-------- Extrait de page

Il y a quelques jours encore la menace que fait peser l’islamisme violent sur l'occident était analysée comme simple hypothèse en Italie. Les services de sécurité pouvaient se montrer rassurants : « jusqu’ici, aucun élément ne nous permet de dire qu’il existe des cellules terroristes dans notre pays ou qu’il y ait des infiltrés dans les vagues de migrants venant de Libye », n’a cessé de répéter le ministre de l’Intérieur, Angelino Alfano.

Tout en maintenant une vigilance accrue sur les objectifs stratégiques et en ne minorant pas la portée des proclamations du mouvement de l’Etat islamique (« nous planterons notre drapeau sur la coupole de la Basilique Saint-Pierre », « nous sommes au sud de Rome », « si vous nous menez la guerre en Libye, nous mettrons des milliers de bateaux d’immigrés à l’eau » etc.., les services spécialisés ne cessent d’inviter les populations à ne pas céder à la psychose. Le Premier ministre Matteo Renzi est intervenu, assurant que l’Italie avait « les moyens de faire face ».

Mais les djihadistes se montrent chaque jour plus précis. Et chaque jour le scénario de ces « loups solitaires » auteurs des attentats sanglants de Paris et de Copenhague  de ces dernières semaines est envisagé avec effroi. Durant le week-end, il a été mis la main sur un message de l’Etat islamique directement – c’est la première fois – adressé aux Italiens et en italien ! Un agent recruteur, que les services spécialisés présentent comme étant l’Algérien K.H., 37 ans, ayant fréquenté l’université orientale de Naples, a ouvert un site sur internet. En un italien impeccable, il y a proclamé : « L’Etat islamique,(est) une réalité que je voudrais te communiquer ».

Une fois découvert, le site a été fermé, bien entendu. Mais les messages qu’il a eu le temps de diffuser ont pu toucher des esprits vulnérables. Or c’est précisément par internat que la plupart des auteurs des attentats de ces dernières semaines en France, au Danemark ou au Canada ont été « touchés par la grâce » djihadiste. Et en Italie, cela relance de plus belle le débat sur l’immigration considérée comme possible vecteur d’un islam de sang. Samedi dernier, « l’autre Matteo » comme on l’appelle, Matteo Salvini, leader du parti populiste et xénophobe de la Ligue du Nord, a fait descendre sur la place quelque 100.000 manifestants selon ses propres décomptes.

----------------
-------- Données fournies

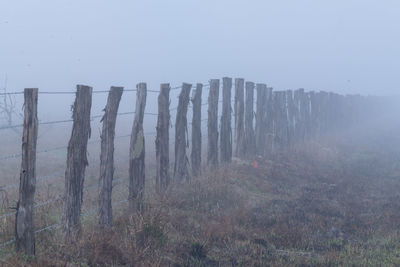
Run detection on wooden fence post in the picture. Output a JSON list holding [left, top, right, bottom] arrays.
[[62, 85, 92, 241], [256, 84, 267, 156], [15, 88, 38, 256], [191, 83, 203, 176], [156, 83, 171, 192], [244, 82, 256, 157], [264, 87, 274, 156], [274, 91, 288, 152], [285, 90, 296, 146], [293, 89, 306, 143], [234, 78, 245, 157], [220, 77, 232, 163], [129, 83, 147, 213], [99, 86, 124, 226], [174, 83, 192, 182], [207, 79, 219, 167]]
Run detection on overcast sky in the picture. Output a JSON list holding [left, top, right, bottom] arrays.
[[0, 0, 400, 94]]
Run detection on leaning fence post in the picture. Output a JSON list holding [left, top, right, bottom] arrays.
[[99, 87, 124, 226], [256, 84, 267, 156], [156, 83, 170, 192], [129, 83, 147, 213], [207, 79, 219, 167], [234, 78, 245, 157], [191, 83, 203, 176], [244, 82, 256, 157], [174, 83, 192, 182], [62, 85, 92, 241], [220, 77, 232, 163], [15, 88, 38, 256], [264, 87, 274, 156], [285, 90, 296, 146]]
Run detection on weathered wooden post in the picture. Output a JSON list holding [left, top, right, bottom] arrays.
[[191, 83, 203, 176], [129, 83, 147, 213], [264, 87, 274, 156], [220, 77, 232, 163], [293, 89, 307, 143], [234, 78, 245, 157], [309, 91, 319, 138], [156, 83, 171, 192], [15, 89, 38, 256], [62, 85, 92, 241], [207, 79, 219, 167], [273, 91, 288, 152], [99, 87, 124, 226], [256, 84, 267, 156], [244, 82, 256, 157], [285, 90, 296, 146], [174, 83, 192, 182]]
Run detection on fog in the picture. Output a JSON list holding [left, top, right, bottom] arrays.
[[0, 0, 400, 98]]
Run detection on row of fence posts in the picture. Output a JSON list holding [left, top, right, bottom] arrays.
[[15, 77, 371, 255]]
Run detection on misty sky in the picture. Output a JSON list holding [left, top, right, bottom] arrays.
[[0, 0, 400, 94]]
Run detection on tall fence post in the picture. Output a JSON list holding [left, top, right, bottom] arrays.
[[129, 83, 147, 213], [234, 78, 245, 157], [191, 83, 203, 176], [256, 84, 267, 156], [99, 86, 124, 226], [264, 87, 274, 156], [293, 89, 306, 142], [285, 90, 296, 146], [156, 83, 170, 192], [244, 82, 256, 157], [174, 83, 192, 182], [273, 91, 288, 152], [62, 85, 92, 241], [207, 79, 219, 167], [15, 88, 38, 256], [220, 77, 232, 163]]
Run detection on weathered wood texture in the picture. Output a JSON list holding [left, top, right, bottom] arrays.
[[234, 78, 246, 157], [190, 83, 203, 176], [129, 83, 147, 213], [286, 90, 296, 146], [99, 87, 124, 226], [156, 84, 171, 192], [220, 77, 232, 163], [264, 87, 274, 156], [244, 82, 256, 157], [62, 85, 92, 241], [174, 83, 192, 182], [15, 89, 38, 256], [255, 84, 267, 156], [293, 89, 307, 143], [273, 91, 288, 152], [207, 79, 219, 167]]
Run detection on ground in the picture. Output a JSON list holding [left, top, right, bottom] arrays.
[[1, 137, 400, 266]]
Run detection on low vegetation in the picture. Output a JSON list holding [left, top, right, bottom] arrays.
[[1, 139, 400, 266]]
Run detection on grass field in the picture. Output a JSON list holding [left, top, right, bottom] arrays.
[[1, 128, 400, 266]]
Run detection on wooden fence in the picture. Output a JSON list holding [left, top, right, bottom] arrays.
[[3, 77, 388, 255]]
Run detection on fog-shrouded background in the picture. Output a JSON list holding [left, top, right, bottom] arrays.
[[0, 0, 400, 123]]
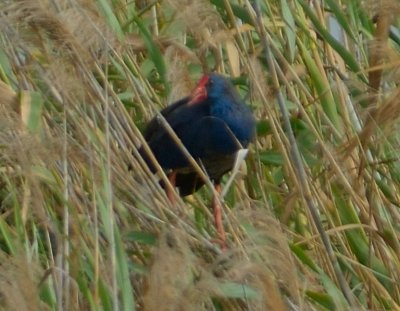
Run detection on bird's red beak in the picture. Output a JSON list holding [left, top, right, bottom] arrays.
[[189, 75, 209, 105]]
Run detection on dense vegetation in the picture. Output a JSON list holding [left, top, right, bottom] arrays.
[[0, 0, 400, 310]]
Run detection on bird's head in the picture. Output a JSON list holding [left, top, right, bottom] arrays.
[[189, 73, 236, 105]]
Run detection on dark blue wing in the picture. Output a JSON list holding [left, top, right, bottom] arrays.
[[182, 116, 241, 159], [141, 98, 209, 169]]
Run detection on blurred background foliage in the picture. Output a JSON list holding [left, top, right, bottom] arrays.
[[0, 0, 400, 310]]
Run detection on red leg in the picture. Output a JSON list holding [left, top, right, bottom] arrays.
[[212, 184, 226, 250], [165, 171, 176, 205]]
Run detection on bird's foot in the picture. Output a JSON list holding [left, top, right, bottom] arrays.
[[210, 238, 228, 252]]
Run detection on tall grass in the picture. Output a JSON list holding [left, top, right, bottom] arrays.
[[0, 0, 400, 310]]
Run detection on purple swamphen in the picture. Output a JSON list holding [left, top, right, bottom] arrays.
[[141, 73, 255, 246]]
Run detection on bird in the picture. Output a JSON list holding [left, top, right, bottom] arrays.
[[139, 72, 256, 247]]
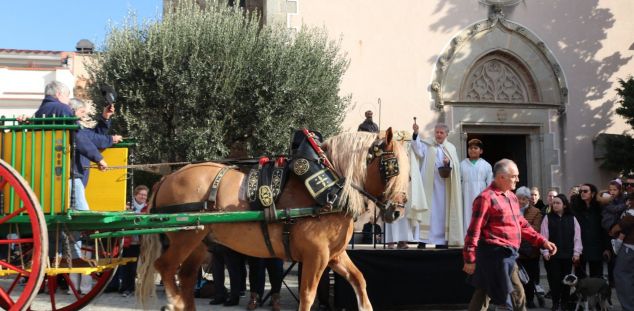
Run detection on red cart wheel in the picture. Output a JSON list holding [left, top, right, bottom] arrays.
[[0, 160, 48, 310], [31, 239, 122, 311]]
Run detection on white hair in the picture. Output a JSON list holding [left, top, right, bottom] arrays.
[[434, 123, 449, 133], [68, 98, 97, 128], [515, 186, 531, 198], [44, 81, 70, 97]]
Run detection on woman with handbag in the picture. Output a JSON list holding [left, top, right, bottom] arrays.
[[515, 187, 542, 309], [541, 194, 583, 310]]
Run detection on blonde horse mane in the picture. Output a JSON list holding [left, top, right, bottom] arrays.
[[324, 132, 409, 216]]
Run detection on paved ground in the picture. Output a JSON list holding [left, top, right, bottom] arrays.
[[25, 250, 621, 311]]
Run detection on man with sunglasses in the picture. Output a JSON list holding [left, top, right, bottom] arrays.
[[462, 159, 557, 311], [623, 175, 634, 194]]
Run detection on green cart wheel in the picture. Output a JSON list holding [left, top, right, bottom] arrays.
[[0, 160, 48, 310]]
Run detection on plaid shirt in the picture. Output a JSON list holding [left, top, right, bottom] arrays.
[[462, 183, 546, 263]]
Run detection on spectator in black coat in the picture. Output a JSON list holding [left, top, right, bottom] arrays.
[[572, 183, 609, 278]]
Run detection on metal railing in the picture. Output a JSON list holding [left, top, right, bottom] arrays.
[[0, 116, 79, 215]]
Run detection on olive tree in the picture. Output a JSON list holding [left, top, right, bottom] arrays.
[[601, 76, 634, 175], [90, 1, 350, 161]]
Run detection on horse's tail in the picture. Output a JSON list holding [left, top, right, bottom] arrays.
[[135, 234, 162, 310]]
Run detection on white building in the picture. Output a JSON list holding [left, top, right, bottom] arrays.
[[0, 49, 75, 117], [260, 0, 634, 192]]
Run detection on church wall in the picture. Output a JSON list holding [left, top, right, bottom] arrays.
[[284, 0, 634, 189]]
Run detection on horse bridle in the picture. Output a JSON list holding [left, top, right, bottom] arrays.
[[352, 139, 405, 220]]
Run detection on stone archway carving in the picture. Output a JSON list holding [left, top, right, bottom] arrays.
[[431, 11, 568, 113], [431, 11, 568, 190], [460, 51, 541, 103]]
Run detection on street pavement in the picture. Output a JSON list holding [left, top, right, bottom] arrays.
[[27, 254, 621, 311]]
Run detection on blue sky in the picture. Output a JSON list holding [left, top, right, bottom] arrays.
[[0, 0, 163, 51]]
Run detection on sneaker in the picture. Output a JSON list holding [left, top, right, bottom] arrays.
[[611, 239, 623, 254]]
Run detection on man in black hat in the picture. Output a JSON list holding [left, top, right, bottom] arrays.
[[358, 110, 379, 133]]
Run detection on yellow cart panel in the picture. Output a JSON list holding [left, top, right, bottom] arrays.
[[86, 148, 128, 212]]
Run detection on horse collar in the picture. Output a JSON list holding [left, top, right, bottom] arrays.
[[367, 140, 399, 183]]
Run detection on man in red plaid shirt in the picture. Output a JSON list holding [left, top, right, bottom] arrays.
[[463, 159, 557, 310]]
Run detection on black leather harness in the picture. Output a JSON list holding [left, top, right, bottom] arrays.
[[150, 129, 399, 260], [150, 165, 237, 214]]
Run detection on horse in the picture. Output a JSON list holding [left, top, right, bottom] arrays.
[[137, 128, 409, 311]]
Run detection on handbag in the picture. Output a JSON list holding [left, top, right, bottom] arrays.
[[517, 264, 531, 285]]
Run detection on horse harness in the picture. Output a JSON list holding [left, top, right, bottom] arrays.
[[150, 129, 399, 260]]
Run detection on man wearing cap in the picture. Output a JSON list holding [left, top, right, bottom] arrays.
[[357, 110, 379, 133], [460, 138, 493, 232]]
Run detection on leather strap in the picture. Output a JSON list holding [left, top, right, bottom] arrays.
[[260, 214, 275, 257], [207, 166, 236, 209], [282, 221, 294, 261]]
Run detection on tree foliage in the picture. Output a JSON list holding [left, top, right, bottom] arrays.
[[601, 76, 634, 174], [90, 1, 349, 162]]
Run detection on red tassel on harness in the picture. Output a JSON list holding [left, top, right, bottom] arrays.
[[258, 157, 271, 168], [275, 157, 286, 167]]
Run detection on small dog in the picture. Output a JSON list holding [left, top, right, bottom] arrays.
[[563, 274, 612, 311]]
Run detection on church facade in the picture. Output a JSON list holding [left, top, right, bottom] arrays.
[[258, 0, 634, 193]]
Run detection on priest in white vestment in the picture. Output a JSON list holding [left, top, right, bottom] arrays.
[[385, 143, 428, 249], [412, 123, 464, 248], [460, 139, 493, 232]]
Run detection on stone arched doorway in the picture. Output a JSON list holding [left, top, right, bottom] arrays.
[[431, 12, 567, 191]]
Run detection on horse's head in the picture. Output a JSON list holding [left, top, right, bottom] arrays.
[[364, 127, 409, 223], [322, 128, 409, 222]]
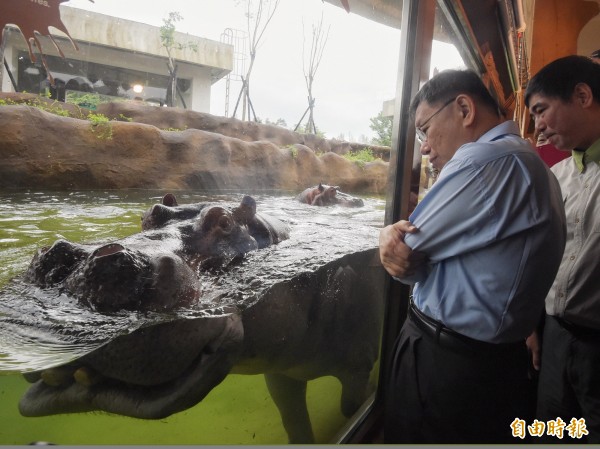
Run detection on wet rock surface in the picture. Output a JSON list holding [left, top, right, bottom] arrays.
[[0, 94, 389, 194]]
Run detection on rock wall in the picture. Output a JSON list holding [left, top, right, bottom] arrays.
[[0, 94, 388, 194]]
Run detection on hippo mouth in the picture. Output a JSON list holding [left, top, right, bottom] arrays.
[[19, 314, 243, 419]]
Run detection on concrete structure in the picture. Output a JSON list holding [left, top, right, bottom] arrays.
[[2, 5, 233, 112]]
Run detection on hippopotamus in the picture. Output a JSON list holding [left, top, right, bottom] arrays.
[[296, 183, 364, 207], [5, 195, 385, 443], [25, 194, 289, 312]]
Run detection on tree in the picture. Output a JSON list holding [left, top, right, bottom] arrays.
[[294, 13, 330, 134], [369, 112, 392, 147], [233, 0, 279, 121], [160, 11, 198, 108]]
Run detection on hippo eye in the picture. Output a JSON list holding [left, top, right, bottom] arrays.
[[218, 215, 233, 233]]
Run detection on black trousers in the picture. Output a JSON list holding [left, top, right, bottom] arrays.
[[536, 316, 600, 444], [384, 310, 534, 444]]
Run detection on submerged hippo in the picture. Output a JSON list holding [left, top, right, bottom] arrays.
[[296, 184, 364, 207], [9, 196, 385, 443], [25, 194, 289, 312]]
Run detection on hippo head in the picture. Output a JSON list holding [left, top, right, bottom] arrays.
[[25, 194, 289, 312], [312, 184, 339, 206], [19, 313, 243, 419]]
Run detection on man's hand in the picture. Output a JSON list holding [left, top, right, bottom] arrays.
[[379, 220, 426, 278]]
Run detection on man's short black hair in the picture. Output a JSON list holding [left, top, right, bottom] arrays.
[[410, 70, 502, 118], [525, 55, 600, 107]]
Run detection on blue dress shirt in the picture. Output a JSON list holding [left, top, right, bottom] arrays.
[[400, 121, 566, 343]]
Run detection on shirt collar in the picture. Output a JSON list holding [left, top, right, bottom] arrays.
[[477, 120, 520, 142], [571, 139, 600, 173]]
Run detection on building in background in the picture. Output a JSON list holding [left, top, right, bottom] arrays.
[[2, 6, 233, 112]]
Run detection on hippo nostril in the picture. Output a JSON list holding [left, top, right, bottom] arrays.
[[92, 243, 125, 258]]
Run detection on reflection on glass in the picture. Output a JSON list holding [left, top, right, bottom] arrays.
[[0, 0, 468, 444]]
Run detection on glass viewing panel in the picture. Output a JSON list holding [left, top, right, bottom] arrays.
[[0, 0, 460, 445]]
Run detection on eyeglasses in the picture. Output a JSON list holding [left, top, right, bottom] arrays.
[[416, 97, 456, 143]]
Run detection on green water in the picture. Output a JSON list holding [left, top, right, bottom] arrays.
[[0, 374, 346, 445], [0, 191, 382, 445]]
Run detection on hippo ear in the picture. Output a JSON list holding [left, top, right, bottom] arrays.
[[163, 193, 178, 207]]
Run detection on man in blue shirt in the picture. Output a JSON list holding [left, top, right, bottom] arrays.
[[380, 70, 565, 443]]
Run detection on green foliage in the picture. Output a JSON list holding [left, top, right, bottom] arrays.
[[117, 113, 133, 122], [369, 112, 393, 147], [159, 11, 198, 54], [296, 123, 327, 139], [287, 145, 298, 159], [88, 112, 112, 140], [343, 147, 377, 168], [0, 97, 71, 117], [65, 91, 100, 110], [162, 125, 187, 131]]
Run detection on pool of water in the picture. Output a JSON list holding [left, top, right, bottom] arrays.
[[0, 187, 384, 445]]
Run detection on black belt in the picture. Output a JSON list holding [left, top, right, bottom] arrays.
[[551, 315, 600, 339], [408, 301, 525, 354]]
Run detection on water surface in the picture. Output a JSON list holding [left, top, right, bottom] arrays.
[[0, 187, 384, 444]]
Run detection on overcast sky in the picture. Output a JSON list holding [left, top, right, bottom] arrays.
[[64, 0, 460, 141]]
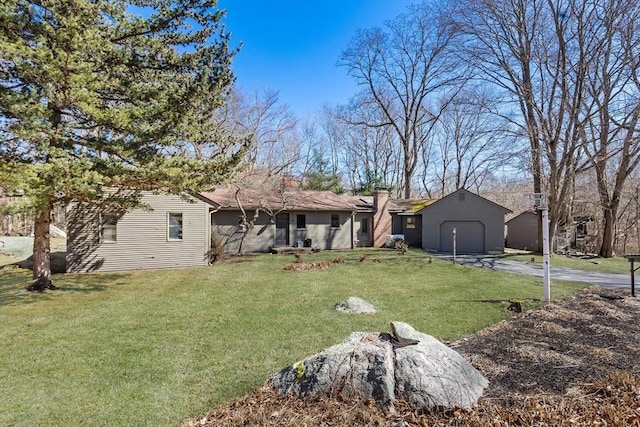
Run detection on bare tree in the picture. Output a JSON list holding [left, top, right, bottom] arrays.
[[455, 0, 594, 251], [339, 3, 460, 198], [323, 96, 401, 194], [421, 89, 517, 198], [570, 0, 640, 257], [194, 86, 299, 176]]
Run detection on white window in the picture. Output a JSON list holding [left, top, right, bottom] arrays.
[[360, 218, 369, 234], [167, 212, 182, 240], [100, 214, 118, 243]]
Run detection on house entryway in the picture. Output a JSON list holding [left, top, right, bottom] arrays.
[[276, 212, 289, 246]]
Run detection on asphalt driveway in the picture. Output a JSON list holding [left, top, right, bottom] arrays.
[[439, 255, 640, 290]]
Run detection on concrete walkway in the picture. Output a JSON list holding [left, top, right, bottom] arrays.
[[439, 255, 640, 292]]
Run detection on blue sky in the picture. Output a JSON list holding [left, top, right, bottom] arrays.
[[218, 0, 414, 118]]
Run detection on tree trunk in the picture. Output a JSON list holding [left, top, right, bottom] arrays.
[[598, 208, 615, 258], [26, 205, 56, 292]]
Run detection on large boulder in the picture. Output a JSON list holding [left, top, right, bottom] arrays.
[[268, 322, 489, 410], [393, 322, 489, 409]]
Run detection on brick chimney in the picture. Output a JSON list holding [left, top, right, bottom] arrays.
[[372, 188, 391, 248]]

----------------

### Consigne
Poursuivez la rédaction de l'article sur la menace djihadiste en Italie à partir de sa dernière phrase. Les entrées constituent un matériau distinct de l'article sur la menace djihadiste en Italie.

### Réponse attendue
« Notre objectif principal peut se résumer en trois chevaux de bataille: non à l'euro, retrouvons la souveraineté monétaire, stop à l'immigration, il n'y a plus de place pour personne avec des taux de chômage qu'on a aujourd'hui, et enfin les Italiens d'abord ». Sous le slogan « Renzi à la maison », variante du « dégage » qui a fait écrouler des régimes pendant le Printemps dit arabe, les manifestants s’en sont surtout pris à cette immigration qui se double désormais d’une suspicion de terrorisme.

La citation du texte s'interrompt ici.